Return the following material line for line, changing nothing.

* RECORD EXCERPTS *
START

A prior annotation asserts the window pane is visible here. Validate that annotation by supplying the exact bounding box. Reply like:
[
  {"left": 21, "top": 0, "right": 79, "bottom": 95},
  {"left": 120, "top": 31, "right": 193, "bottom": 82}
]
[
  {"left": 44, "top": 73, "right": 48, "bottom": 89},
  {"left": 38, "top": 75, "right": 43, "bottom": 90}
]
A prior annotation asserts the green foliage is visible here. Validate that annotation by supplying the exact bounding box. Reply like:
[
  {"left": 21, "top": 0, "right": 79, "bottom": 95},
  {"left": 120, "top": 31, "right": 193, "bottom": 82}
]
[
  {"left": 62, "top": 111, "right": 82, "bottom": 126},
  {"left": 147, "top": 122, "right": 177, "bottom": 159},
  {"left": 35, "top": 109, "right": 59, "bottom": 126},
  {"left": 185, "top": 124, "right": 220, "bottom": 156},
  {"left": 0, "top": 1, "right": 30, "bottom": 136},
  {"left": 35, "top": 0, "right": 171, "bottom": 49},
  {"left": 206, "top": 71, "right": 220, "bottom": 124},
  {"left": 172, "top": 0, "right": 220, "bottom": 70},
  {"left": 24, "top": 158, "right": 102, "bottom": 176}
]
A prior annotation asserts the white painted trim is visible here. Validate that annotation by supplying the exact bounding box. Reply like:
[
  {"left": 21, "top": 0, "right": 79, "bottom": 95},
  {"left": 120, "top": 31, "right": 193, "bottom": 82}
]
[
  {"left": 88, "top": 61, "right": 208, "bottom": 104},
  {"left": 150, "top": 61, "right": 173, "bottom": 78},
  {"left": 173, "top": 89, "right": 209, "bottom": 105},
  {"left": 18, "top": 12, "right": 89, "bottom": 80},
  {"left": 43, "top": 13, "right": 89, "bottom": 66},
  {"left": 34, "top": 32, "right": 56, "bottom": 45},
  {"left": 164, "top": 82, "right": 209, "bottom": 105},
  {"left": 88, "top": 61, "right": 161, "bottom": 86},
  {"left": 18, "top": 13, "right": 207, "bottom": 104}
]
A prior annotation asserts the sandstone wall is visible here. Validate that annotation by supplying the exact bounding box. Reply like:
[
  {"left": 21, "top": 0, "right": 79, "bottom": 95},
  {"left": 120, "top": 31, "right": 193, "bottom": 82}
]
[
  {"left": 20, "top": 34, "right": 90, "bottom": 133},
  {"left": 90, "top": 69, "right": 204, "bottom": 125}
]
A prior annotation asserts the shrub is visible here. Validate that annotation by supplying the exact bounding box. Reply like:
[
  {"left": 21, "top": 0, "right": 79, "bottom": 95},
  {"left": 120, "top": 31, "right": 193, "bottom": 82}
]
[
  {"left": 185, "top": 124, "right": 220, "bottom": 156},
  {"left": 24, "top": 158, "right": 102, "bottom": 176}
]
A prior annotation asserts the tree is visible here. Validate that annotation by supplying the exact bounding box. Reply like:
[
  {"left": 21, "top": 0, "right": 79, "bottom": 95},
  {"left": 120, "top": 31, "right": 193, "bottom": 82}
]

END

* OUTPUT BELOW *
A prior annotation asserts the window pane is visible here. Validate that annotation by supplying the exact bounding box. Reply like:
[
  {"left": 21, "top": 0, "right": 79, "bottom": 95},
  {"left": 120, "top": 31, "right": 193, "bottom": 82}
]
[
  {"left": 44, "top": 73, "right": 48, "bottom": 89},
  {"left": 38, "top": 75, "right": 43, "bottom": 90}
]
A prior annotation asserts the green foliage is visible here. Validate that annotation by supplying the exact bounding box. Reply like:
[
  {"left": 21, "top": 0, "right": 79, "bottom": 95},
  {"left": 120, "top": 31, "right": 193, "bottom": 82}
]
[
  {"left": 62, "top": 111, "right": 82, "bottom": 126},
  {"left": 147, "top": 122, "right": 177, "bottom": 159},
  {"left": 35, "top": 109, "right": 59, "bottom": 126},
  {"left": 185, "top": 124, "right": 220, "bottom": 156},
  {"left": 0, "top": 1, "right": 30, "bottom": 136},
  {"left": 35, "top": 0, "right": 171, "bottom": 49},
  {"left": 206, "top": 71, "right": 220, "bottom": 124},
  {"left": 172, "top": 0, "right": 220, "bottom": 70},
  {"left": 24, "top": 158, "right": 102, "bottom": 176}
]
A prior annotation asserts the white painted trim is visible here. Validate that annotation by supplying the exact bounding box. Reply like:
[
  {"left": 21, "top": 0, "right": 79, "bottom": 95},
  {"left": 120, "top": 31, "right": 193, "bottom": 82}
]
[
  {"left": 88, "top": 61, "right": 208, "bottom": 104},
  {"left": 150, "top": 61, "right": 173, "bottom": 78},
  {"left": 173, "top": 89, "right": 209, "bottom": 105},
  {"left": 18, "top": 12, "right": 89, "bottom": 80},
  {"left": 43, "top": 13, "right": 89, "bottom": 66},
  {"left": 34, "top": 32, "right": 56, "bottom": 45},
  {"left": 164, "top": 82, "right": 209, "bottom": 105},
  {"left": 88, "top": 61, "right": 161, "bottom": 86},
  {"left": 18, "top": 13, "right": 207, "bottom": 104}
]
A prior annotation asserts the sandstone wall is visible here. Validate that annotation by supplying the exact bounding box. Reply like:
[
  {"left": 21, "top": 0, "right": 79, "bottom": 95},
  {"left": 120, "top": 31, "right": 193, "bottom": 82}
]
[
  {"left": 20, "top": 34, "right": 90, "bottom": 133},
  {"left": 90, "top": 69, "right": 204, "bottom": 125}
]
A prior annotation asserts the shrub is visible here. Validate that annotation by supplying the exact bounding box. Reply like:
[
  {"left": 21, "top": 0, "right": 79, "bottom": 95},
  {"left": 120, "top": 31, "right": 193, "bottom": 82}
]
[
  {"left": 185, "top": 124, "right": 220, "bottom": 156},
  {"left": 24, "top": 158, "right": 102, "bottom": 176}
]
A prior annotation asserts the tree is visible here. Validate that annotation by supplying the exact bounding box. Reply like:
[
  {"left": 21, "top": 0, "right": 79, "bottom": 95},
  {"left": 120, "top": 31, "right": 193, "bottom": 82}
]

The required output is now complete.